TASK TO CARRY OUT:
Copy out exactly the lines from the one containing "rod in the photo above." to the end of the records below, both included, and nothing else.

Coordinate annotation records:
=-=-=-=-=
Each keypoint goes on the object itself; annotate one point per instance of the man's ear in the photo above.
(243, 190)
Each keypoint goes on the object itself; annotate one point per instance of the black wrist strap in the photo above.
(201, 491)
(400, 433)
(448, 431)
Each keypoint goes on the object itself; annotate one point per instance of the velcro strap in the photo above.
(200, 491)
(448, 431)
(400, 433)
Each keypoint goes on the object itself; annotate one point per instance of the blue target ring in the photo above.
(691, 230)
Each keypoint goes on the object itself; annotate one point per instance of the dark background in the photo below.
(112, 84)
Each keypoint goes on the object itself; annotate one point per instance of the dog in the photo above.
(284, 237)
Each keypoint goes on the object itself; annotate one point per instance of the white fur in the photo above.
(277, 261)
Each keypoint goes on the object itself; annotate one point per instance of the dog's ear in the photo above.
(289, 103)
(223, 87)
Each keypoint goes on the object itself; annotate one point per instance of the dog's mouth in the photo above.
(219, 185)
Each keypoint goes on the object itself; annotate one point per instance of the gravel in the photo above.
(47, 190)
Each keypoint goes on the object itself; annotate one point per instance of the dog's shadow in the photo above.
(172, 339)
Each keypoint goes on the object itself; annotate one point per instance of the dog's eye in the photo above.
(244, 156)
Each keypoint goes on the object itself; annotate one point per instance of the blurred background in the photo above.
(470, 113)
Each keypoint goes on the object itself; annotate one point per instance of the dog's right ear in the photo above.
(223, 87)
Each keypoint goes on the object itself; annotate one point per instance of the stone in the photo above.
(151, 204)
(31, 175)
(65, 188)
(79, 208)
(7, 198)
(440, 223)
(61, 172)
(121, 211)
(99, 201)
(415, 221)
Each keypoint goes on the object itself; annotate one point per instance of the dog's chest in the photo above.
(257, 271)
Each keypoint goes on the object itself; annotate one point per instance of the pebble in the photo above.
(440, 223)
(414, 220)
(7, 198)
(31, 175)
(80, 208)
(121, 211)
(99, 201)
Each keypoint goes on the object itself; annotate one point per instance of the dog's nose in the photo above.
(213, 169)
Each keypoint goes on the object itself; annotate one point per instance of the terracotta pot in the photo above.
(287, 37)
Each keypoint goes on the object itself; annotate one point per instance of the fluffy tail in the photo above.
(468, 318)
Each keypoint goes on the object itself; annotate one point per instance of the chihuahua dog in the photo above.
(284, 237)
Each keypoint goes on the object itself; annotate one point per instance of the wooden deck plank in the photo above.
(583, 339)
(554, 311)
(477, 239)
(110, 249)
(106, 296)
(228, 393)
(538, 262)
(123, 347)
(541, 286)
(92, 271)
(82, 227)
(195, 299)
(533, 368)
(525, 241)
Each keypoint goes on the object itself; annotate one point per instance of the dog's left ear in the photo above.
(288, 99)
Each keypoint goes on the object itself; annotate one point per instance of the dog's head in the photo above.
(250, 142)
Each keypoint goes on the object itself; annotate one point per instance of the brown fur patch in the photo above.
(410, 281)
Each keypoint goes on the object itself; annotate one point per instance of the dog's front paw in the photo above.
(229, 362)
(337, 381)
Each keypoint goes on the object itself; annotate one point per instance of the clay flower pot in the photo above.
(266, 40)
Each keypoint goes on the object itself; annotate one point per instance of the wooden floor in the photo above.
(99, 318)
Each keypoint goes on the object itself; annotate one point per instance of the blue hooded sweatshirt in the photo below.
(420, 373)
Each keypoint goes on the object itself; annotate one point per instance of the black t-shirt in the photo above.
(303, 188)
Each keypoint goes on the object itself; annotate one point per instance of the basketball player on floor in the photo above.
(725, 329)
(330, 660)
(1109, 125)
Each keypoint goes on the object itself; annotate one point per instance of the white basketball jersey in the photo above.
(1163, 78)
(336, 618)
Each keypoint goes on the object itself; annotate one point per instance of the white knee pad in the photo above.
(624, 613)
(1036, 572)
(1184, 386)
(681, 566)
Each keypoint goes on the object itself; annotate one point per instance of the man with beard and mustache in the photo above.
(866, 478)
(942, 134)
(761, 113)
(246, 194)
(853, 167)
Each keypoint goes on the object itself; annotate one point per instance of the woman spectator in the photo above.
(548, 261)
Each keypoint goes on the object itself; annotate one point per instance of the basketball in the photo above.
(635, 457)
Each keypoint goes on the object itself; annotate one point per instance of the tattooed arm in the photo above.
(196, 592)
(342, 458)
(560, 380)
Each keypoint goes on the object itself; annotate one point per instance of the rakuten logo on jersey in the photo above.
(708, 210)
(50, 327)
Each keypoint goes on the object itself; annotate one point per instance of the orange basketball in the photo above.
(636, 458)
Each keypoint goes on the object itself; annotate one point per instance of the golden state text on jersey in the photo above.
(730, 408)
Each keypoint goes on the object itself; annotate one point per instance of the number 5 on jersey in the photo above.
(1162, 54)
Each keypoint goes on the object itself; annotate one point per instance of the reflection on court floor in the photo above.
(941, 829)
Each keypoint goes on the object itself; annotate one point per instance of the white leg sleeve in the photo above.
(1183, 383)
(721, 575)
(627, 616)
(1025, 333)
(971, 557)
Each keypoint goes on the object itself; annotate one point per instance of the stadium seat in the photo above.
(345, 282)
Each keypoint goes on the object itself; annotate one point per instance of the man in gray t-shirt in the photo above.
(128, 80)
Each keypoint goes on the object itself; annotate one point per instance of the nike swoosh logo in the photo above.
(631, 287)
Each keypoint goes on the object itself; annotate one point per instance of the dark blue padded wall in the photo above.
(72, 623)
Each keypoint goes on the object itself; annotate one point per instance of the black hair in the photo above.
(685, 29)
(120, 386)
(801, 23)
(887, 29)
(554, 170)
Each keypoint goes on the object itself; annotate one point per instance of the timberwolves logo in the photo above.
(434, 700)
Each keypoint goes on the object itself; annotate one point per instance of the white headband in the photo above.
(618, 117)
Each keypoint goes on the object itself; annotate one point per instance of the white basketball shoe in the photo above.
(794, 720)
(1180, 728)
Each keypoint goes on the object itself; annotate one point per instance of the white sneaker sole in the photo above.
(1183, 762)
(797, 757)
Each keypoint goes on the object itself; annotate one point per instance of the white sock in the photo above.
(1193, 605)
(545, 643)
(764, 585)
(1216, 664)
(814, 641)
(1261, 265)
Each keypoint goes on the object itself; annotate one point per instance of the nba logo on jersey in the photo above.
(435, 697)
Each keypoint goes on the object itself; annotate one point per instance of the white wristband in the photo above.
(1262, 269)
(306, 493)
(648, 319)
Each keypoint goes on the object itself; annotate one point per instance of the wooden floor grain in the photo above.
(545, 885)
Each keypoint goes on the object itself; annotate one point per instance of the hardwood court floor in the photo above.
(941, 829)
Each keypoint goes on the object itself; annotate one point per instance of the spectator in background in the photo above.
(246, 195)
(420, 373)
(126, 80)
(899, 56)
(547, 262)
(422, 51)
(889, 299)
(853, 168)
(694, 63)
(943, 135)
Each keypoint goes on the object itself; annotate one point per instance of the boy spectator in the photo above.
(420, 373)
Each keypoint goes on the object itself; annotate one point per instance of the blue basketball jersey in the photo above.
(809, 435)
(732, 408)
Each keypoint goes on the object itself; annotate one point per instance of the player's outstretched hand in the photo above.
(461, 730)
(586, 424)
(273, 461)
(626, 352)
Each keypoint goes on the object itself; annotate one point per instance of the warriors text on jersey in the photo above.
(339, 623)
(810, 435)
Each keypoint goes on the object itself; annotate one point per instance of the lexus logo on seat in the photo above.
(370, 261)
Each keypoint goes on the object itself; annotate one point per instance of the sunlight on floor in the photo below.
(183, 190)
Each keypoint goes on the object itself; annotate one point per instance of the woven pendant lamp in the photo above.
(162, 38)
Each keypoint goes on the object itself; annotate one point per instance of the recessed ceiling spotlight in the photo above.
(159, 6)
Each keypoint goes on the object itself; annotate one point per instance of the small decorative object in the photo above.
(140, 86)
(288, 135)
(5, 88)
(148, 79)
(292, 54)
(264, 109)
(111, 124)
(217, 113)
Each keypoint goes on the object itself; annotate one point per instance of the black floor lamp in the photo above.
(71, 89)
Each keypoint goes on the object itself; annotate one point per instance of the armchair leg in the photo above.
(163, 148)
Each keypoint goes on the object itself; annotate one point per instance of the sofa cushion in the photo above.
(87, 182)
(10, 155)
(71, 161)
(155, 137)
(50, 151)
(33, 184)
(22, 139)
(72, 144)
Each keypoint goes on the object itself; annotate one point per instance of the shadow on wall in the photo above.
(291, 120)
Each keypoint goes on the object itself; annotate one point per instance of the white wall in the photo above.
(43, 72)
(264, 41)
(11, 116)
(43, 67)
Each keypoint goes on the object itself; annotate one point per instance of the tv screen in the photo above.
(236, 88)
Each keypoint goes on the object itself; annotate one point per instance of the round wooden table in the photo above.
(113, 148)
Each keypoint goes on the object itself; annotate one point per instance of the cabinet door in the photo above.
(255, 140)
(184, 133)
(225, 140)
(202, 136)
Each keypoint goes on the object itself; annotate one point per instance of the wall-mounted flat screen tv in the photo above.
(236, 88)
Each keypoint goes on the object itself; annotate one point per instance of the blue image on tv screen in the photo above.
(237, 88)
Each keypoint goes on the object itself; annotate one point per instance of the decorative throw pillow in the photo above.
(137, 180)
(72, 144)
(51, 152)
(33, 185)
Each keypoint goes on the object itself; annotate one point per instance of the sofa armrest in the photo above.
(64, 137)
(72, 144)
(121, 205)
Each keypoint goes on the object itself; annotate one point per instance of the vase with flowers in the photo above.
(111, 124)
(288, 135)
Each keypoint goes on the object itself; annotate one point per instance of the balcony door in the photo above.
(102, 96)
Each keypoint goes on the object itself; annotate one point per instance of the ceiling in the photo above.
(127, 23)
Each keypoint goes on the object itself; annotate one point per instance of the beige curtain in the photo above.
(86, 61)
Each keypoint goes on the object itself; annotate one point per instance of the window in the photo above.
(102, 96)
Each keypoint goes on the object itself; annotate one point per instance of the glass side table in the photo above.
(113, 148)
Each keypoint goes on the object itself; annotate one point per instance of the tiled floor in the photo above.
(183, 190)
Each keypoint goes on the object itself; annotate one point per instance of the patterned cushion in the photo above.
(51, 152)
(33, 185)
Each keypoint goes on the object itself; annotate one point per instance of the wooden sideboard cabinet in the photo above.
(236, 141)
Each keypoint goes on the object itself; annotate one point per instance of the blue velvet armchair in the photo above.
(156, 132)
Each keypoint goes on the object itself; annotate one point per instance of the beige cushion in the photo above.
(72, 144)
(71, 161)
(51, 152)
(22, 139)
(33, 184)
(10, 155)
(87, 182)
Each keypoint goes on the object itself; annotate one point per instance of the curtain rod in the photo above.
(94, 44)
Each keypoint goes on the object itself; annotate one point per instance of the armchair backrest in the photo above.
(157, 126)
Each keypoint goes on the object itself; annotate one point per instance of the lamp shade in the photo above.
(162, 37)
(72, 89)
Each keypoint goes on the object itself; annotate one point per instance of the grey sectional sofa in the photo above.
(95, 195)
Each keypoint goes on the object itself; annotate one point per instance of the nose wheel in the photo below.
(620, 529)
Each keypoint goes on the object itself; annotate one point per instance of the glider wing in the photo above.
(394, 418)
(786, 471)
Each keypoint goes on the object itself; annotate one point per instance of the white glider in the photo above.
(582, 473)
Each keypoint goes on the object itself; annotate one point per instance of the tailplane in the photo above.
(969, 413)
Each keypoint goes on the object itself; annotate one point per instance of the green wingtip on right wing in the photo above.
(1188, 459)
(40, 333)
=-=-=-=-=
TASK RESPONSE:
Each keypoint goes on the object itself; annotate one point per instance of the curtain rod in the photo above.
(94, 44)
Each keypoint goes on the object itself; annotate one point per instance of the armchair backrest in the photo above.
(157, 126)
Each keypoint goes on the object itself; annotate one point per instance of the lamp shade in the photo above.
(162, 37)
(72, 89)
Each keypoint goes on the object itself; annotate one point per instance of the grey sectional sofa in the photo above.
(95, 195)
Each keypoint goes on the object itself; annotate one point per instance of the nose wheel in the photo below.
(620, 529)
Each keypoint goes on the object itself; annotate one point per instance of the glider wing in the photo above.
(394, 418)
(786, 471)
Each keypoint goes on the object itself; annotate one point per instance of the white glider in the photo above.
(582, 473)
Each keypoint goes on the object itself; annotate one point per instance of the tailplane in the photo above.
(969, 413)
Each keypoint goes on the object itself; annotate one point per instance of the green wingtip on right wing in the photo above.
(1188, 459)
(40, 333)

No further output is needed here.